Referring expression data:
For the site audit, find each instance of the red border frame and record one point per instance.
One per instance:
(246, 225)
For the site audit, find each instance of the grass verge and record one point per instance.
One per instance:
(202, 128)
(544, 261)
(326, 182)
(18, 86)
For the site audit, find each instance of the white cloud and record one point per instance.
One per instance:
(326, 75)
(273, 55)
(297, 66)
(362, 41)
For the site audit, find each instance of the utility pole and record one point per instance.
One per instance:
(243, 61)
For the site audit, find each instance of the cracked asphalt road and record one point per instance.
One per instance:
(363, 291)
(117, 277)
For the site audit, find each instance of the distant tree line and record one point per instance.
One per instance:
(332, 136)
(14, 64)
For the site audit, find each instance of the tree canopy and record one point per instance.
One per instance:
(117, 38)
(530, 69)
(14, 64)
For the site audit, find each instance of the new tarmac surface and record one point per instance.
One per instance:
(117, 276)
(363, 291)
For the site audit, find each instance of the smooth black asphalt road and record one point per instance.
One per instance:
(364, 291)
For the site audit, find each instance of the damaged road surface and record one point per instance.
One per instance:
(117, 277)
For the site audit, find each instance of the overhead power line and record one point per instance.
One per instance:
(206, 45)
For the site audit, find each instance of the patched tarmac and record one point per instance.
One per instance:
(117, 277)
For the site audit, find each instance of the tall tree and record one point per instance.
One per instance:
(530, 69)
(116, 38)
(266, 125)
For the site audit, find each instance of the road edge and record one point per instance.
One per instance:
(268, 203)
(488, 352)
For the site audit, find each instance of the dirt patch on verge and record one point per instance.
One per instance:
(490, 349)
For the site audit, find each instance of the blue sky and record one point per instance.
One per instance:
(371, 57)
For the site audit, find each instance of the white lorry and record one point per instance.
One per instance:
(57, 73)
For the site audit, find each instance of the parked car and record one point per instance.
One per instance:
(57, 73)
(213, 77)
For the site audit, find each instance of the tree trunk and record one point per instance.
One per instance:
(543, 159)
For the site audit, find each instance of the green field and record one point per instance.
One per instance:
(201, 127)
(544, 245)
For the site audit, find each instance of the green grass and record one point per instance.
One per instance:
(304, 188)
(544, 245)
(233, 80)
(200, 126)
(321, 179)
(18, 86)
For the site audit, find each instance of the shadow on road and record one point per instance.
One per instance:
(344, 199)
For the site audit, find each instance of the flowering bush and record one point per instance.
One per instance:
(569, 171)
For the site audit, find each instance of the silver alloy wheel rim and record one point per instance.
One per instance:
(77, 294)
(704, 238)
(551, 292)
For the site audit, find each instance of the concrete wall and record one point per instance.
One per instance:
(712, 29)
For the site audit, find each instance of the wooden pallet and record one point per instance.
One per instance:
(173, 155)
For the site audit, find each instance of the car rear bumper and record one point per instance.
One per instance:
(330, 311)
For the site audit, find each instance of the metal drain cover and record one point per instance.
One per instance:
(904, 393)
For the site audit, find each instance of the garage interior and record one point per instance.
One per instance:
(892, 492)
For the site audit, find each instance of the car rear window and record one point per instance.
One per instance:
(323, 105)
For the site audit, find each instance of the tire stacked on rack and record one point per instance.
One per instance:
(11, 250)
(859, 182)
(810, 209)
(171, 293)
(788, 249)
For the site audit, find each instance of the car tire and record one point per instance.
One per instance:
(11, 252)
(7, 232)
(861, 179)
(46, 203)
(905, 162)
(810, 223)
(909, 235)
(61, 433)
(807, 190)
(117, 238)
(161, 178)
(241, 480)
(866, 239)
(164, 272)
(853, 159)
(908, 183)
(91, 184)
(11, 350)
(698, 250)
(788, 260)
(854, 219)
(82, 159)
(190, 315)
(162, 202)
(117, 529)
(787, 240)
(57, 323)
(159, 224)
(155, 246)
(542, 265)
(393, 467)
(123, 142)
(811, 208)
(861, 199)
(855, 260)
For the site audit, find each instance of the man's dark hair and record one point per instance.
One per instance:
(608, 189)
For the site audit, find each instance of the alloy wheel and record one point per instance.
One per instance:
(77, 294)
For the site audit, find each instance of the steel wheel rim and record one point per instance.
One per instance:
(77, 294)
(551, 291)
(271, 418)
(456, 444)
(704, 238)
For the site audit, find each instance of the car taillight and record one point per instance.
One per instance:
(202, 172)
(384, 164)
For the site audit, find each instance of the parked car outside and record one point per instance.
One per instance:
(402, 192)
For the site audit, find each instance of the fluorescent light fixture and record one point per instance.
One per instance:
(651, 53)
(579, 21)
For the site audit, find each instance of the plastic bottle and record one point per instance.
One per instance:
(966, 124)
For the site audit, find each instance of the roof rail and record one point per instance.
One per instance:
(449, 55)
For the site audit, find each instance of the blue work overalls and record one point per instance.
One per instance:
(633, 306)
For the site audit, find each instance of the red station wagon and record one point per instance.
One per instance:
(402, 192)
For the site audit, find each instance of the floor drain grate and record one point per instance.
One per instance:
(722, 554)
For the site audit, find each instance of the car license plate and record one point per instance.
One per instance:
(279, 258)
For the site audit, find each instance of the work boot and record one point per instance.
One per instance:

**What the exercise asks**
Which lines above include the word "drain"? Show each one.

**Finished exercise**
For the site audit, find each instance of the metal drain cover and record one point per instance.
For the site audit, find each instance of the floor drain grate and record one point per instance.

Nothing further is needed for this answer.